Data drawn from a collection:
┄┄┄┄┄┄┄┄┄┄
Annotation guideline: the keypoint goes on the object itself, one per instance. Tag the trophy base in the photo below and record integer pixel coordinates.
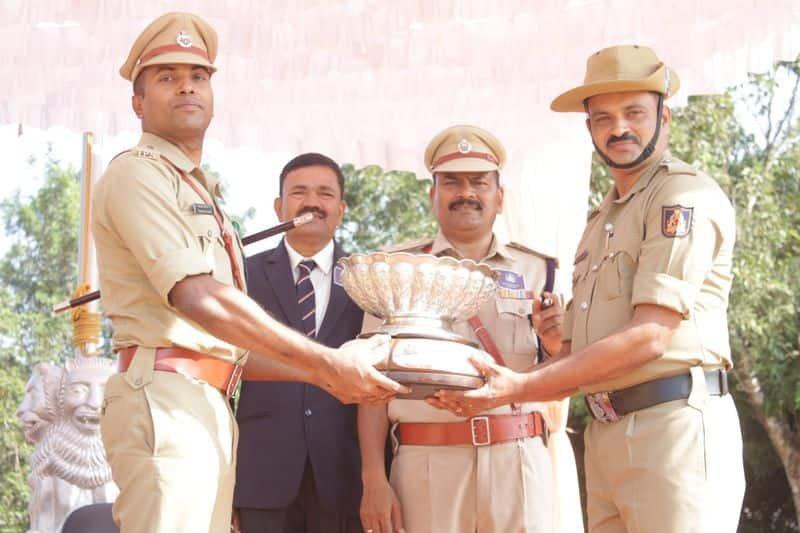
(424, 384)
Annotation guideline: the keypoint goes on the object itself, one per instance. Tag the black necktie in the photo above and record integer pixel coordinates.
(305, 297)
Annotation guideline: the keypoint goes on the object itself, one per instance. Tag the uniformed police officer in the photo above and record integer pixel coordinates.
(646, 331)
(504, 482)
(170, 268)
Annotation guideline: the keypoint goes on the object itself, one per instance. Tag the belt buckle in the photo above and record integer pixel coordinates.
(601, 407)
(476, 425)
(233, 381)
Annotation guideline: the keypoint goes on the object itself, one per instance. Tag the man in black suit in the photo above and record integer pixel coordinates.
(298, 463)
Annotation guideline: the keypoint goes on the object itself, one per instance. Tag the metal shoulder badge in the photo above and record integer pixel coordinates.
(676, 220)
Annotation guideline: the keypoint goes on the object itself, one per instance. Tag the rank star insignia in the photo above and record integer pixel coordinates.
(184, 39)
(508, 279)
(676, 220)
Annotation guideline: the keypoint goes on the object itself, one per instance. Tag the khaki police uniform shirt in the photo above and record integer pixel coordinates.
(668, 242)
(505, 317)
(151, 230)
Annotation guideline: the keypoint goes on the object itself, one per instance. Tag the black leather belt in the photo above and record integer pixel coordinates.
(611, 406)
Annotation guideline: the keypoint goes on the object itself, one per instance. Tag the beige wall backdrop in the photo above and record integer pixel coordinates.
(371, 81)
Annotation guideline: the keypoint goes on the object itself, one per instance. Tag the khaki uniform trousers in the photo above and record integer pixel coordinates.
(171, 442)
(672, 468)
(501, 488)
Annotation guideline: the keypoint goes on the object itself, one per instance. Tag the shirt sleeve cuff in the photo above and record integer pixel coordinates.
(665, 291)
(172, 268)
┄┄┄┄┄┄┄┄┄┄
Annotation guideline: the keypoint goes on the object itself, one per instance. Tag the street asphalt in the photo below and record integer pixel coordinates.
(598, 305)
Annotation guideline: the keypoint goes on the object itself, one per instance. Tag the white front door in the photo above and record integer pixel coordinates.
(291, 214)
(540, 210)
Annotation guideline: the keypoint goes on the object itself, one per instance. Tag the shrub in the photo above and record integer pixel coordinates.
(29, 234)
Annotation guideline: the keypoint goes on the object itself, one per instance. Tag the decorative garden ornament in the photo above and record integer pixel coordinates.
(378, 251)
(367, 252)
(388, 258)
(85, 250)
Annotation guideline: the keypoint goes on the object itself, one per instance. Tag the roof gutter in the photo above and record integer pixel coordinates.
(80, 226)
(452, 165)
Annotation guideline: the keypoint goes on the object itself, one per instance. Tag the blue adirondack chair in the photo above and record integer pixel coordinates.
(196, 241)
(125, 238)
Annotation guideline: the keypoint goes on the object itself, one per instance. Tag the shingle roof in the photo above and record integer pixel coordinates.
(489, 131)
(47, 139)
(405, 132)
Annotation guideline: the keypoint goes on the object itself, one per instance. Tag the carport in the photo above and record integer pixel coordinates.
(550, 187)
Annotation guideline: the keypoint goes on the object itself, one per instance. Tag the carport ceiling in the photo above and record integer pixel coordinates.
┄┄┄┄┄┄┄┄┄┄
Gather every line in the records that contains the word "khaki".

* _Task response_:
Annotation guideline: the keypoint goes on the object itself, one per instance. Tag the khaki police uniform shirt in the photo above and record integer pixel coordinates.
Annotation guideline: the keypoint goes on the object itself, one per instance. Tag the khaki uniform trousers in the photo above and record integer pixel coordinates.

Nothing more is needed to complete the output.